Material for the task section start

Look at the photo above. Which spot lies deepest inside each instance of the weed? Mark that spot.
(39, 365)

Material for the task section end
Material for the task section start

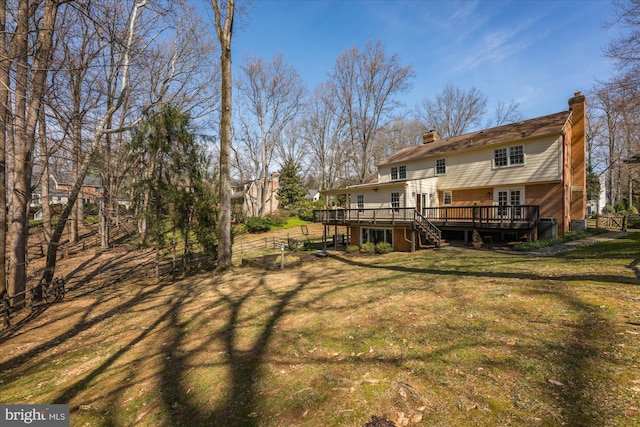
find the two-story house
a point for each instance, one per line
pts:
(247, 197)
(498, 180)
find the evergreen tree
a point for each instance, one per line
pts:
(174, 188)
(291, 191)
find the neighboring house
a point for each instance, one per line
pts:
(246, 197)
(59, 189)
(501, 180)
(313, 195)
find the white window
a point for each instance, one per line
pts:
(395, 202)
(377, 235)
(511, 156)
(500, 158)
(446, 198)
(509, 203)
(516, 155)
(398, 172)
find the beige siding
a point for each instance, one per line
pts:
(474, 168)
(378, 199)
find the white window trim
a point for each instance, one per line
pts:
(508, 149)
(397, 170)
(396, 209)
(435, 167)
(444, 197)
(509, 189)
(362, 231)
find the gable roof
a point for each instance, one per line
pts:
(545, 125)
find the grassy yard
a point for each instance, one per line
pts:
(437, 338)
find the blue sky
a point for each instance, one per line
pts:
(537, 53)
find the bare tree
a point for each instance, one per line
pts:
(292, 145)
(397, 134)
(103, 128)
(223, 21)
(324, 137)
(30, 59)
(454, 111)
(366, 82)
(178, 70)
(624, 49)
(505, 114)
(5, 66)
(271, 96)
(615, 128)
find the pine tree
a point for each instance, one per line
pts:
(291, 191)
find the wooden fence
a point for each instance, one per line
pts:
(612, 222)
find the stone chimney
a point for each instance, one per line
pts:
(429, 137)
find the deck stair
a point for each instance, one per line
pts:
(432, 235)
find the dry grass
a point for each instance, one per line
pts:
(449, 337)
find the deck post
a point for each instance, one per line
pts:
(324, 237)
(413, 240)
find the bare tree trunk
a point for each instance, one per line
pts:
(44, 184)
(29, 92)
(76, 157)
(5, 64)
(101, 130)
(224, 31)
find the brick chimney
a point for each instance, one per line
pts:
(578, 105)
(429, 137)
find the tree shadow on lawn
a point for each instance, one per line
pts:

Material for the task section end

• What you have to do:
Each line of the data that contains "bare" belongs in the answer.

• Result of the exercise:
find the bare tree
find the bare tree trunk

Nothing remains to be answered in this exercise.